Instruction :: Render the data from its first line through the line containing "[[773, 153, 850, 179]]" as a JSON list of strings, one string per line, with blank lines left out.

Given data ::
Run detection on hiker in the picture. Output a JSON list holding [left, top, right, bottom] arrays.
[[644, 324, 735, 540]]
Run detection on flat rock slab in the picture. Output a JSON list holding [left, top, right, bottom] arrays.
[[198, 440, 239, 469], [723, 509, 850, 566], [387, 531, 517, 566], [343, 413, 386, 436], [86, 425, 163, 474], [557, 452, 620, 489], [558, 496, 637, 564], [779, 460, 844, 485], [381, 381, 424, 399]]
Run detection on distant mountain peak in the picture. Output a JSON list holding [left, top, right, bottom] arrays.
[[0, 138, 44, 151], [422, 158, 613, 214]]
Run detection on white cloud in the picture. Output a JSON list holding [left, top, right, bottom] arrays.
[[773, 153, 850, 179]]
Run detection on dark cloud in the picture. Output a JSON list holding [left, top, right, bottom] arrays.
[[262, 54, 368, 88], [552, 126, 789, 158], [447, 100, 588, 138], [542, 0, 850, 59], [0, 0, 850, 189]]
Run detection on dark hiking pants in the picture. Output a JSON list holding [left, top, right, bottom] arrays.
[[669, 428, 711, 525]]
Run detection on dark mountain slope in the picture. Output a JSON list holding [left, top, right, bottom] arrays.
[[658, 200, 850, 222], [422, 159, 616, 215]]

Written solution ::
[
  "Run detection on hiker in the picture. Output a JSON list holding [left, top, right, bottom] arrays.",
  "[[644, 324, 735, 540]]",
  "Run detection on flat rock slab in the picture. Output a JSON list holding [left, top, right, bottom] arrays.",
  "[[198, 440, 239, 469], [723, 509, 850, 566], [387, 531, 517, 566], [343, 413, 386, 436], [86, 425, 163, 474], [557, 452, 620, 489], [558, 496, 637, 564], [779, 460, 844, 485], [381, 381, 424, 399]]",
  "Run detection on distant mountain peak in the picture. Output a JSON list holding [left, top, right, bottom] arrays.",
  "[[0, 138, 44, 151], [422, 158, 613, 214]]",
  "Run detection on white cloud in the picture. Output a JSON list holding [left, top, right, bottom] arrays.",
  "[[773, 153, 850, 179]]"
]